## Selected passage
━━━━━━━━━━

Argued: May 2, 2019
Circuit Court for Washington County Case No.: 21-C-15-055848
Barbera, C.J. [*] Greene, McDonald, Watts, Hotten,
Getty, Booth, JJ.
OPINION
Booth,
J.
"Here
comes the sun, and I say, It's all right."
-The
Beatles, "Here Comes the Sun"
This
case involves the intersection of the State's efforts to
promote solar electric generation as part of its renewable
energy policies, and local governments' interest in
ensuring compliance with local planning and zoning
prerogatives. In this matter, we are asked to determine
whether state law preempts local zoning authority with
respect to solar energy generating systems that require a
Certificate of Public Convenience and Necessity
("CPCN") issued by the Maryland Public Service
Commission.
This
case began with an application by Perennial Solar, LLC
("Perennial") to the Washington County Board of
Zoning Appeals ("Board") for a special exception
and variance to construct a Solar Energy Generating System
("SEGS") adjacent to the rural village of Cearfoss
in Washington County, Maryland. After the Board granted the
variance and special exception, a group of aggrieved
landowners sought judicial review of the Board's decision
in the Circuit Court for Washington County. The Board of
County Commissioners of Washington County, Maryland
("Washington County" or "the County")
intervened in the case.
While
the petition for judicial review was pending, Perennial filed
a motion for pre-appeal determination challenging the subject
matter jurisdiction of the Circuit Court for Washington
County on the ground of state law preemption by implication.
Prior to considering the merits of the Board's decision,
a hearing was held on Perennial's motion. The circuit
court granted the motion and determined that Maryland Code,
§ 7-207 of the Public Utilities Article ("PU")
preempts the Washington County Zoning Ordinance and that the
Public Service Commission ("PSC") has exclusive
jurisdiction to approve the type of SEGS proposed by
Perennial. Washington County appealed the case to the Court
of Special Appeals. In a reported opinion, the intermediate
appellate court affirmed the judgment of the circuit court.
Bd. of Cty. Comm'rs of Washington Cty., et al. v.
Perennial Solar, LLC, 239 Md.App. 380 (2018).
Washington
County petitioned this Court for a writ of certiorari. We
granted certiorari to consider the following
question:[1]
Does state law preempt local zoning authority with respect to
solar energy generating systems that require a Certificate of
Public Convenience and Necessity issued by the Maryland
Public Service Commission?

━━━━━━━━━━

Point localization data
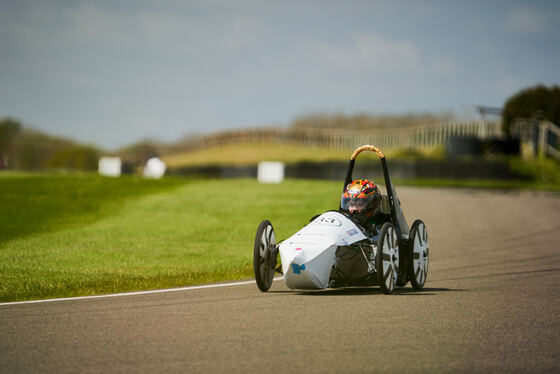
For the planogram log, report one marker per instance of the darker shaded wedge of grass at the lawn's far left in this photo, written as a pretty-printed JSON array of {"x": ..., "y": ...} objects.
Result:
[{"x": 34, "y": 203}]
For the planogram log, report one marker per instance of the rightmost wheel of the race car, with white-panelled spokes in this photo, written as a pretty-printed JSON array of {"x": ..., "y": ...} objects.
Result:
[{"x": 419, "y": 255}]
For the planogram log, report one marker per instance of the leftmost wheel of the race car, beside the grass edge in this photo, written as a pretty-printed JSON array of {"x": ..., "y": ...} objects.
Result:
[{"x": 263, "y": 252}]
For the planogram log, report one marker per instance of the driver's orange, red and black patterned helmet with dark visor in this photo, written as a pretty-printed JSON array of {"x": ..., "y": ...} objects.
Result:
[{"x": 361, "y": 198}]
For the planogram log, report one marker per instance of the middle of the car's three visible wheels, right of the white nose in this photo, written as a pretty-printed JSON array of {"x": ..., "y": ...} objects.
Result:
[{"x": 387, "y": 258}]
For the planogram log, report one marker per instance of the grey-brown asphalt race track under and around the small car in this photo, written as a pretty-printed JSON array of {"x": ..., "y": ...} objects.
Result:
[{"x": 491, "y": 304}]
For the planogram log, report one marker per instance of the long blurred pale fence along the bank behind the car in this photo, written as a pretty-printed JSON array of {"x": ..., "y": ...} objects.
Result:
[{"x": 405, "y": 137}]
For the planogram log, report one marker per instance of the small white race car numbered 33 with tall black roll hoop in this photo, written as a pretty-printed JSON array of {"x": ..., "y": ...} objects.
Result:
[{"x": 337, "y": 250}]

━━━━━━━━━━

## What is needed
Resume the court opinion on solar energy and local zoning authority, starting right after the question the court granted certiorari to consider.

## Response
For the
reasons set forth herein, we answer in the affirmative and
affirm the judgment of the Court of Special Appeals.
I.
FACTUAL AND PROCEDURAL BACKGROUND
Perennial
filed an application in September of 2015 with the Board for
a special exception and variance[2] to construct a
SEGS[3]
on two contiguous farms totaling 86 acres. The farms are
adjacent to Cearfoss, a community designated as a Rural
Village[4] in the Washington County Comprehensive
Plan. The proposed site is located in the Agricultural-Rural
("AR") zoning district[5] in the Washington County
Zoning Ordinance ("Zoning Ordinance"). The Zoning
Ordinance permits SEGS as a land use in the AR zoning
district by special exception. Perennial's SEGS is
designed to produce ten megawatts of electricity, all of
which is to be sold and transferred offsite to a wholesale
electricity market. The electricity generated by the SEGS
would be enough to power 2, 100 homes.
The
Board held a public hearing on Perennial's application in
October of 2015. Testimony was given by witnesses in favor of
and in opposition to Perennial's
application.[6]The Board also accepted written evidence
from both sides relating to the application.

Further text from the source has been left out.